* [WHAT IS NEEDED]
Each record below should be written out again exactly as given.

* [MATERIAL PROVIDED]
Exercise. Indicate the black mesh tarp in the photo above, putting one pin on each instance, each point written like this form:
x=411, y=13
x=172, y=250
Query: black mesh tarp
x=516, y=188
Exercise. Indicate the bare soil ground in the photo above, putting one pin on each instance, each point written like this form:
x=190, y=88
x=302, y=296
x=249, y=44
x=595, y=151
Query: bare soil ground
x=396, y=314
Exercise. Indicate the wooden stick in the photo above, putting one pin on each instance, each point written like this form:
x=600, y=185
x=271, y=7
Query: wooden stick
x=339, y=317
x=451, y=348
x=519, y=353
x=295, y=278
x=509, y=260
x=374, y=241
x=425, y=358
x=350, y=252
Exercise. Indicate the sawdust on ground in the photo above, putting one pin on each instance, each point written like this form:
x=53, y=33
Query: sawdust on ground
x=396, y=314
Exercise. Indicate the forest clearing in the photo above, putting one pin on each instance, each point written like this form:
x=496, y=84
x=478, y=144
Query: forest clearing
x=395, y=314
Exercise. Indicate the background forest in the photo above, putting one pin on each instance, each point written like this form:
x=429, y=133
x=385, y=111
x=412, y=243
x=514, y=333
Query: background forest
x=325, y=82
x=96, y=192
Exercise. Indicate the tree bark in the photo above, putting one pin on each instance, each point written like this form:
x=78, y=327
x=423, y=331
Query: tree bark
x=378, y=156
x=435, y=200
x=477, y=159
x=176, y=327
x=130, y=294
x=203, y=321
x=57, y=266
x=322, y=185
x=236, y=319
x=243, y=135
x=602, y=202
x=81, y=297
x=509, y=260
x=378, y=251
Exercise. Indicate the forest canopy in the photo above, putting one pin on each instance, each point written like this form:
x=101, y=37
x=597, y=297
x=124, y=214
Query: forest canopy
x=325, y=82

* [RESPONSE TO THE EXERCISE]
Exercise. Indicate the black mesh tarp in the photo above, putting one pin on each instance, each point written like this form:
x=411, y=13
x=172, y=250
Query: black mesh tarp
x=516, y=188
Exercise. Indicate the bare soil ground in the photo above, putting one pin on each instance, each point written like this form:
x=190, y=88
x=302, y=296
x=249, y=44
x=595, y=151
Query: bare soil ground
x=396, y=314
Exercise. Indicate the wooden stick in the photo above, putting one pin on each instance, each point written like this form:
x=600, y=185
x=271, y=7
Query: wooden stick
x=339, y=317
x=451, y=348
x=519, y=353
x=295, y=278
x=509, y=260
x=374, y=241
x=425, y=358
x=350, y=252
Exercise. Indicate the sawdust on ground in the photo above, putting one pin on each instance, each point written like this form:
x=53, y=33
Query: sawdust on ground
x=396, y=314
Exercise. Indicate the forest clearing in the photo above, putting one pin on each instance, each point written like this form:
x=496, y=84
x=478, y=144
Query: forest clearing
x=395, y=314
Exercise. Indicate the background forest in the photo above, putting one pin on each instance, each point written like this form:
x=429, y=133
x=385, y=111
x=412, y=243
x=514, y=333
Query: background forest
x=325, y=82
x=96, y=192
Exercise. Indicate the tree bark in the photo above, putting one pin on each instance, each point written like this form:
x=78, y=327
x=423, y=331
Query: tree bark
x=378, y=156
x=435, y=200
x=477, y=159
x=176, y=327
x=130, y=294
x=203, y=321
x=57, y=266
x=322, y=185
x=236, y=319
x=243, y=135
x=602, y=202
x=81, y=297
x=509, y=260
x=378, y=251
Exercise. Indicate the forest canopy in the photo above, putting one pin on each instance, each point written like this form:
x=101, y=37
x=597, y=297
x=124, y=214
Query: forest canopy
x=325, y=82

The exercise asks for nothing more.